■ Set problem
Any pictures in the records below should be skipped; write out everything else exactly.

■ Dataset rows
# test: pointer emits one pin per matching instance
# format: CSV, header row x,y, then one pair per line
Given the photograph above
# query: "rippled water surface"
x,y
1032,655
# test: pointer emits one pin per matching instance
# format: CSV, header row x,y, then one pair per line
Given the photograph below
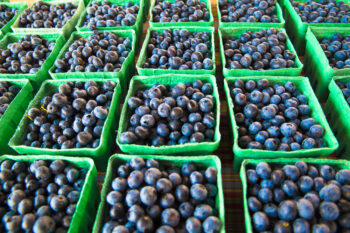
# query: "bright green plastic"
x,y
137,27
143,53
302,84
99,154
21,6
43,74
9,121
279,14
201,161
297,29
185,24
67,29
123,75
85,212
316,63
251,163
236,32
338,113
142,82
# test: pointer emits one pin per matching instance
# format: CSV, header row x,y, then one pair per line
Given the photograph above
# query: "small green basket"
x,y
279,14
316,63
301,83
125,73
338,113
250,163
21,6
99,154
142,82
143,54
85,212
67,29
43,74
236,32
297,29
137,27
9,121
119,159
185,24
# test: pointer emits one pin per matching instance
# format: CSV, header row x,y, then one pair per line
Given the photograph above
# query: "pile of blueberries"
x,y
45,15
179,50
6,14
106,14
323,11
337,50
180,11
345,88
261,50
248,11
184,113
39,197
25,56
73,117
148,196
8,92
299,198
274,117
100,52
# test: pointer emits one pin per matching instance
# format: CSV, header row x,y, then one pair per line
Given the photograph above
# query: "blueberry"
x,y
265,195
263,170
261,221
330,192
287,210
193,225
301,225
327,172
44,224
170,217
277,177
290,188
202,211
252,176
291,172
148,195
305,209
135,212
212,224
165,229
320,228
135,179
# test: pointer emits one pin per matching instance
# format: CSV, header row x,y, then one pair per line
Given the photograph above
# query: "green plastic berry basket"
x,y
201,161
20,6
297,29
302,84
125,73
99,155
210,22
251,163
279,14
43,74
86,207
137,27
338,113
236,32
67,29
143,54
10,119
316,63
142,82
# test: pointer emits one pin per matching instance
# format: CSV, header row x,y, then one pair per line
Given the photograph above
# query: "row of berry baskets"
x,y
169,112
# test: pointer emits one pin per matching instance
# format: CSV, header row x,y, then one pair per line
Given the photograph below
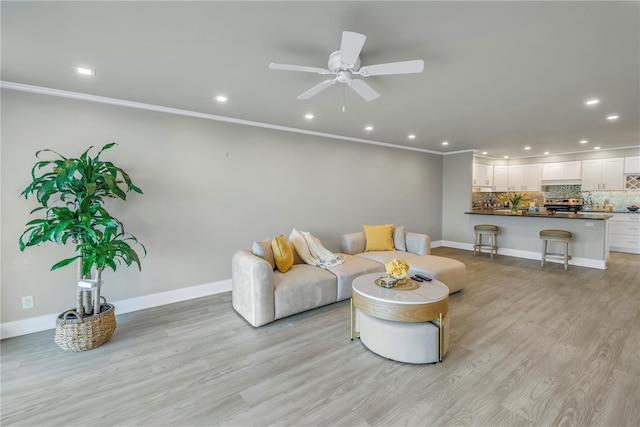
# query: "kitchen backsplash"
x,y
618,199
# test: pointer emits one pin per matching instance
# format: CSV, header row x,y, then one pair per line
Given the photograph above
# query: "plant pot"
x,y
75,333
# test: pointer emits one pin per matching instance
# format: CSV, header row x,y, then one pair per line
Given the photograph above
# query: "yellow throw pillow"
x,y
282,253
378,237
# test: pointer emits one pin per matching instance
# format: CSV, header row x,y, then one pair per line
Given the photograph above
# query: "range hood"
x,y
561,181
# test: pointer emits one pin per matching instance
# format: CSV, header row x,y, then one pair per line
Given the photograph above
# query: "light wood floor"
x,y
529,347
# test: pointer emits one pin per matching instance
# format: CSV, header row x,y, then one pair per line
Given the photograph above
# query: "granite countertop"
x,y
560,215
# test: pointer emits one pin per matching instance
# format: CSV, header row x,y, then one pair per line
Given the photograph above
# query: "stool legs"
x,y
477,245
494,246
544,254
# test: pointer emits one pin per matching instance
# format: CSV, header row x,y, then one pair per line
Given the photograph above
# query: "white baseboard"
x,y
43,323
580,262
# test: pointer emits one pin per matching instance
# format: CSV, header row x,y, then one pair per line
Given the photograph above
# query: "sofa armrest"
x,y
252,288
419,244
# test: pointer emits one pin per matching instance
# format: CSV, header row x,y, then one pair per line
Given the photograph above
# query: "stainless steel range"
x,y
563,204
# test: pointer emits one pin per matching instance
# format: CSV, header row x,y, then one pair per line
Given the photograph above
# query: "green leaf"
x,y
64,262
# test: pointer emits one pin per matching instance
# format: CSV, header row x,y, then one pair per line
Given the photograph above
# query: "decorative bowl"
x,y
388,282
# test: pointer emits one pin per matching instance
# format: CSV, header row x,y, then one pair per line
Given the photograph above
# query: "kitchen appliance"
x,y
561,204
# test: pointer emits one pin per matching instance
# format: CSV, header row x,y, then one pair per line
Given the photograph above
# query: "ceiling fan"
x,y
344,64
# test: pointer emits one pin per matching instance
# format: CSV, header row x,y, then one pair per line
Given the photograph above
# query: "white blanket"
x,y
311,250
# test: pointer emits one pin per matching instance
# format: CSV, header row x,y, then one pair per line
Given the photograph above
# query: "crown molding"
x,y
176,111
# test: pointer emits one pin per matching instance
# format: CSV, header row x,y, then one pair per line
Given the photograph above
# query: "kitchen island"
x,y
520,233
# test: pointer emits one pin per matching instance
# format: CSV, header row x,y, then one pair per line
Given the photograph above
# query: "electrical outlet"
x,y
27,302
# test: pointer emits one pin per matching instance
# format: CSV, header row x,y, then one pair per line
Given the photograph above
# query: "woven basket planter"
x,y
80,334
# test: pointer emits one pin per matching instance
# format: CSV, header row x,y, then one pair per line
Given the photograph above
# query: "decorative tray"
x,y
400,285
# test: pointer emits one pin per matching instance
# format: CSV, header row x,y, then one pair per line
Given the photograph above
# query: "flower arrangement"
x,y
397,268
514,199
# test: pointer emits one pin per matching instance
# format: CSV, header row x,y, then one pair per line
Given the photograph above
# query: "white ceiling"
x,y
498,76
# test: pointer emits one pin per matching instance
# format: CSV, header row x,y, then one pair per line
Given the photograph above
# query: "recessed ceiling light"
x,y
85,71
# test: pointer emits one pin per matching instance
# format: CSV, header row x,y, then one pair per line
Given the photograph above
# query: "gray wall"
x,y
210,188
456,200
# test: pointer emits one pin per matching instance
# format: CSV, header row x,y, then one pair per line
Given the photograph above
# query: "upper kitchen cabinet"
x,y
603,174
567,172
482,175
501,178
525,177
632,165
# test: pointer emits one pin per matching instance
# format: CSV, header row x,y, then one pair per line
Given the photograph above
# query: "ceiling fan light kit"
x,y
344,64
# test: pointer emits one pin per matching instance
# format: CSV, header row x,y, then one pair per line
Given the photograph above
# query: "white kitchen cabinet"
x,y
533,177
624,233
501,178
603,174
525,177
482,175
516,178
632,165
562,171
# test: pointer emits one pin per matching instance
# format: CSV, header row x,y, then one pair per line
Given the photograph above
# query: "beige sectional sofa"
x,y
262,294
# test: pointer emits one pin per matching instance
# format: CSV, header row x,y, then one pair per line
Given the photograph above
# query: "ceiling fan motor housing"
x,y
336,66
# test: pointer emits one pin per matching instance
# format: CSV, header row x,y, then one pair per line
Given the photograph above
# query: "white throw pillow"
x,y
398,238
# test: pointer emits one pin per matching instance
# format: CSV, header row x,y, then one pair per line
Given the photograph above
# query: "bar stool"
x,y
559,236
489,229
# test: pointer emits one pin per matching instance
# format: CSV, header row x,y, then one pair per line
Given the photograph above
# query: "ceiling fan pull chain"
x,y
344,108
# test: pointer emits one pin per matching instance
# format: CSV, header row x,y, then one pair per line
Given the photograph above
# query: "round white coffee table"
x,y
408,324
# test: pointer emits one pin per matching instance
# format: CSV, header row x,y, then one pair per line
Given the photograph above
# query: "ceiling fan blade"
x,y
363,89
404,67
317,88
306,69
351,47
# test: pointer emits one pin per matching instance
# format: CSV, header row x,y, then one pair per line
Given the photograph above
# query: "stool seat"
x,y
555,235
489,229
486,228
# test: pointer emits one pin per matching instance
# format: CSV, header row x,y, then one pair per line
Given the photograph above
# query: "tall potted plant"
x,y
71,193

■ Exercise solution
# test: pointer emits one pin per matching instance
# format: CSV, header row x,y, then one pair per line
Given the photograph above
# query: "rippled water surface"
x,y
1032,655
# test: pointer emits one pin per matching instance
# format: CSV, header row x,y, then one pair per line
Given the photograph below
# query: "bright green plastic"
x,y
137,27
143,53
302,84
99,154
21,6
43,74
9,121
279,14
201,161
297,29
185,24
67,29
123,75
85,212
316,63
251,163
236,32
338,113
142,82
# test: pointer emits one pin per matching instance
# format: CSV, header row x,y, then one pair per line
Given the photograph above
# query: "small green basket"
x,y
279,14
316,63
301,83
125,73
338,113
250,163
21,6
99,154
142,82
143,54
85,212
67,29
43,74
236,32
297,29
137,27
9,121
119,159
185,24
# test: pointer emits one pin per matching instance
# format: CSV, header row x,y, then one pair per line
Given the photograph above
# query: "pile of blueberries"
x,y
45,15
179,50
6,14
106,14
323,11
337,50
180,11
345,88
261,50
248,11
184,113
39,197
25,56
73,117
148,196
8,92
299,198
274,117
100,52
# test: pointer emits one pin per matching instance
# format: CSV, header row x,y, then one pair per line
Given the photograph above
# query: "blueberry"
x,y
265,195
263,170
261,221
330,192
287,210
193,225
301,225
327,172
44,224
170,217
277,177
290,188
202,211
252,176
291,172
148,195
305,209
135,212
212,224
165,229
320,228
135,179
# test: pointer emits one pin per matching instance
# format: CSV, header row x,y, then one pair per line
Given the photograph above
# query: "green plastic berry basket"
x,y
201,161
20,6
297,29
302,84
125,73
99,155
210,22
251,163
279,14
43,74
86,207
137,27
338,113
236,32
67,29
143,54
10,119
316,63
142,82
# test: pointer emits one pin per matching instance
# format: CSV, header row x,y, then one pair per line
Given the photograph above
# query: "row of berry baskets"
x,y
169,112
# test: pointer emits one pin per matching instance
# format: CSV, header row x,y, then one pair per line
Given the photograph below
# query: "kitchen backsplash"
x,y
618,199
# test: pointer emits one pin per matching instance
# format: CSV, header row x,y, then one pair per line
Given the photograph above
# query: "plant pot"
x,y
75,333
# test: pointer emits one pin per matching instance
# format: CSV, header row x,y, then one pair per line
Given the photograph above
# query: "yellow throw pillow"
x,y
282,253
378,237
# test: pointer emits one pin per matching instance
# format: CSV, header row x,y, then one pair per line
Given the photograph above
# query: "range hood"
x,y
561,181
# test: pointer emits one pin per matching instance
# format: CSV, header row x,y, then one pair per line
Given the photograph above
# query: "light wood floor"
x,y
529,347
# test: pointer emits one pin per matching instance
# format: CSV, header row x,y, then one pair per line
Given the photograph above
# query: "granite countertop"
x,y
560,215
# test: pointer emits one pin per matching instance
# format: CSV, header row x,y, then one pair per line
Given the photograph above
# query: "stool legs"
x,y
477,245
494,246
544,254
# test: pointer emits one pin per matching instance
# format: CSV, header row x,y, then one pair per line
Given the photograph above
# query: "white baseboard"
x,y
43,323
580,262
# test: pointer emits one pin per matching instance
# format: CSV, header row x,y, then one pair per line
Given the photograph above
# query: "sofa armrest"
x,y
252,288
419,244
# test: pointer emits one pin per matching instance
# format: CSV, header row x,y, then one pair per line
Given the photograph above
# query: "stainless steel range"
x,y
563,204
# test: pointer emits one pin per matching instance
# format: CSV, header row x,y, then one pair per line
Given the photograph above
# query: "green leaf"
x,y
64,262
# test: pointer emits one pin per matching instance
# format: CSV, header row x,y, then one pair per line
Given the photograph above
# query: "decorative bowl"
x,y
388,282
# test: pointer emits one pin per matching instance
# format: CSV, header row x,y, then one pair per line
Given the photograph above
# query: "kitchen appliance"
x,y
561,204
# test: pointer emits one pin per matching instance
# format: CSV, header row x,y, then one pair per line
Given the photograph above
# query: "ceiling fan"
x,y
344,64
# test: pointer emits one pin per matching instance
# format: CSV, header row x,y, then one pair per line
Given the photograph above
# query: "white blanket"
x,y
311,250
# test: pointer emits one pin per matching instance
# format: CSV, header row x,y, then one pair per line
Given the photograph above
# query: "crown molding"
x,y
176,111
# test: pointer emits one pin per matching instance
# format: CSV, header row x,y, then one pair per line
Given the photograph above
# query: "kitchen island"
x,y
520,233
# test: pointer emits one pin per matching instance
# format: CSV, header row x,y, then one pair per line
Given the photograph above
# query: "electrical outlet"
x,y
27,302
# test: pointer emits one pin per matching instance
# format: CSV, header row x,y, then one pair per line
Given the photograph above
# query: "woven basket planter"
x,y
80,334
# test: pointer emits one pin per matching instance
# format: CSV, header row x,y, then one pair per line
Given the photograph above
# query: "decorative tray"
x,y
400,285
# test: pointer emits one pin per matching instance
# format: CSV, header row x,y, then one pair per line
Given the photograph above
# query: "flower arrangement"
x,y
397,268
514,199
# test: pointer emits one pin per matching instance
# format: CSV, header row x,y, then one pair per line
Given the photograph above
# query: "white ceiling"
x,y
498,76
# test: pointer emits one pin per matching instance
# format: CSV, header row x,y, then one pair per line
Given the photograph above
# query: "recessed ceiling light"
x,y
85,71
# test: pointer emits one pin per matching instance
# format: CSV, header row x,y, then one pair per line
Given the photograph above
# query: "gray wall"
x,y
210,188
456,200
# test: pointer emits one pin per matching instance
# format: CSV, header row x,y, then one pair per line
Given the photograph above
# query: "upper kitchen cabinet"
x,y
603,174
567,172
482,175
501,178
525,177
632,165
# test: pointer emits one pin per matching instance
# format: CSV, header row x,y, then one pair per line
Given the photograph above
# query: "ceiling fan light kit"
x,y
344,64
# test: pointer emits one pin per matching instance
# format: CSV, header row x,y, then one pair per line
Given the photograph above
# query: "white kitchen cabinet"
x,y
533,177
624,233
501,178
603,174
525,177
482,175
516,178
632,165
562,171
# test: pointer emits one pin per matching instance
# format: CSV, header row x,y, then one pair per line
Given the photograph above
# query: "beige sectional sofa"
x,y
262,294
# test: pointer emits one pin per matching instance
# format: CSV, header row x,y, then one pair per line
Given the photograph above
# query: "ceiling fan motor housing"
x,y
336,66
# test: pointer emits one pin per matching instance
# format: CSV, header row x,y, then one pair per line
Given the photograph above
# query: "white throw pillow"
x,y
398,238
# test: pointer emits one pin per matching instance
# format: CSV, header row x,y, then one pair per line
Given the photograph above
# query: "bar stool"
x,y
559,236
489,229
# test: pointer emits one pin per matching instance
# format: CSV, header row x,y, then one pair per line
Given the photograph above
# query: "ceiling fan pull chain"
x,y
344,108
# test: pointer emits one pin per matching instance
# format: CSV, header row x,y, then one pair per line
Given the photograph above
# query: "round white coffee table"
x,y
408,324
# test: pointer emits one pin per matching instance
# format: CSV, header row x,y, then one pair per line
Given the photograph above
# query: "ceiling fan blade"
x,y
363,89
404,67
317,88
306,69
351,47
# test: pointer emits one pin per matching instance
# format: CSV, header row x,y, then one pair per line
Given the photograph above
# query: "stool seat"
x,y
555,235
489,229
486,228
# test: pointer emits one pin per matching instance
# format: CSV, header row x,y, then one pair per line
Given the photograph above
# query: "tall potted plant"
x,y
71,193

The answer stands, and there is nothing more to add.